(Listed records Opens)
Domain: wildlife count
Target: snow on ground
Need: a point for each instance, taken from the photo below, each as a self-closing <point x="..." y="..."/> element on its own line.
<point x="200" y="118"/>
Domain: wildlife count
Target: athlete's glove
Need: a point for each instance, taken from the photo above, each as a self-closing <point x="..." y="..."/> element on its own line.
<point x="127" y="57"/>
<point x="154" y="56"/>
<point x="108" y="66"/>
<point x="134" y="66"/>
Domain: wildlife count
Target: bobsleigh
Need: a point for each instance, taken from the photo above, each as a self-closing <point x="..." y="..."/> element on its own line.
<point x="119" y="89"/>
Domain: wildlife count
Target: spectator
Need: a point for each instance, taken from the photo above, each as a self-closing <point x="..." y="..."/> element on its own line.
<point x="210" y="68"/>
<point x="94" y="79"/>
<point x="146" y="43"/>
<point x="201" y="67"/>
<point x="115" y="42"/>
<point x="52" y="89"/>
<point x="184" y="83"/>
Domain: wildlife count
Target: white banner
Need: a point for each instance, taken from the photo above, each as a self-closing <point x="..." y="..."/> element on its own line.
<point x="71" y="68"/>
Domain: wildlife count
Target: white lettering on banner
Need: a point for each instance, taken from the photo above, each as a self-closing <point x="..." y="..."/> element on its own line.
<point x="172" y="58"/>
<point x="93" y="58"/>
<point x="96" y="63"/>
(Listed records Closes)
▸ **Work request**: Return every entry verbatim.

▸ **Exercise response**:
Domain: wildlife count
Target: snow on ground
Need: a point for each instance, taken from the photo below, each as a self-closing <point x="..." y="..."/> element on its own line.
<point x="200" y="118"/>
Domain: wildlife count
Target: athlete's glove
Need: a point for each instance, taken from the photo above, each as a self-closing <point x="..." y="..."/> element on its own line.
<point x="127" y="57"/>
<point x="154" y="56"/>
<point x="108" y="66"/>
<point x="134" y="66"/>
Domain: wildlife count
Target: bobsleigh
Need: a point for each instance, taken from the photo above, each as a self-closing <point x="..." y="..."/> element on its own line.
<point x="119" y="89"/>
Domain: wildlife count
Target: spectator
Need: a point for each instance, taken from the photo above, each as a self-closing <point x="..." y="..."/> element on its own line.
<point x="210" y="68"/>
<point x="94" y="79"/>
<point x="146" y="43"/>
<point x="201" y="67"/>
<point x="115" y="42"/>
<point x="52" y="89"/>
<point x="184" y="83"/>
Domain: wildlife count
Target: white banner
Need: a point for each instance, taken from the photo above, each as a self-closing <point x="..." y="..."/> element on its own line.
<point x="71" y="68"/>
Domain: wildlife count
Target: white lettering on banner
Need: a point for each instance, taken from the photo above, each as a self-closing <point x="..." y="..."/> element on its own line.
<point x="172" y="58"/>
<point x="93" y="58"/>
<point x="96" y="63"/>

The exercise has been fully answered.